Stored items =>
---+---

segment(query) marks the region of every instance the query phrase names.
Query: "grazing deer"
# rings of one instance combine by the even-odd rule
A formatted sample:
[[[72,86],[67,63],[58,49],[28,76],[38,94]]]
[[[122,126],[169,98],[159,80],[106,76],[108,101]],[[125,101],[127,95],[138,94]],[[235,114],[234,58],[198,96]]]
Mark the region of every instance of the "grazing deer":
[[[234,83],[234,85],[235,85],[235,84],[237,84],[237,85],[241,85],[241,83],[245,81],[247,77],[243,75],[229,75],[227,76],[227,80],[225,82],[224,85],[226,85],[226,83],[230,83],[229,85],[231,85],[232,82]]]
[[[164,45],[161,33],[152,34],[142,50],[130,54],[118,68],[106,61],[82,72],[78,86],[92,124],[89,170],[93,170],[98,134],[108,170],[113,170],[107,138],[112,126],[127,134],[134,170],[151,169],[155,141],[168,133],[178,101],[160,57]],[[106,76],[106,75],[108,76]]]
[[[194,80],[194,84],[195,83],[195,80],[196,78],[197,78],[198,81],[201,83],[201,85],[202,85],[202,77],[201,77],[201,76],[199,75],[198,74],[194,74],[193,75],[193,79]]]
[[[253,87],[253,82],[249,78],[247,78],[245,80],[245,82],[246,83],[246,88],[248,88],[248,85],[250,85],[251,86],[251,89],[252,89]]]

---+---

Edit the data above so that each "instance" becomes "object", and keep everything else the same.

OUTPUT =>
segment(query) marks the region of every object the query phrase names.
Query: "grazing deer"
# rings of one object combine by the even-odd rule
A formatted sample:
[[[72,86],[67,63],[58,49],[28,76],[38,94]]]
[[[122,126],[169,98],[159,80],[106,76],[108,101]],[[125,101],[127,95],[138,94]],[[235,114],[234,58],[198,96]]]
Mark the region of every object of the "grazing deer":
[[[234,83],[234,85],[235,85],[235,84],[237,84],[237,85],[241,85],[241,83],[245,81],[247,77],[243,75],[229,75],[227,76],[227,80],[225,82],[224,85],[226,85],[226,83],[230,83],[229,85],[231,85],[232,82]]]
[[[164,45],[161,33],[152,34],[142,50],[130,54],[118,68],[106,61],[82,72],[78,86],[92,124],[89,170],[93,170],[98,134],[108,170],[113,170],[107,138],[112,126],[127,134],[134,170],[151,169],[155,141],[168,133],[178,101],[160,57]],[[106,76],[106,75],[108,76]]]
[[[194,80],[194,84],[195,83],[195,80],[196,78],[197,78],[198,81],[201,83],[201,85],[202,85],[202,77],[201,77],[201,76],[199,75],[198,74],[194,74],[193,75],[193,79]]]
[[[253,87],[253,82],[249,78],[247,78],[245,80],[245,82],[246,83],[246,88],[248,88],[248,85],[250,85],[251,86],[251,89],[252,89]]]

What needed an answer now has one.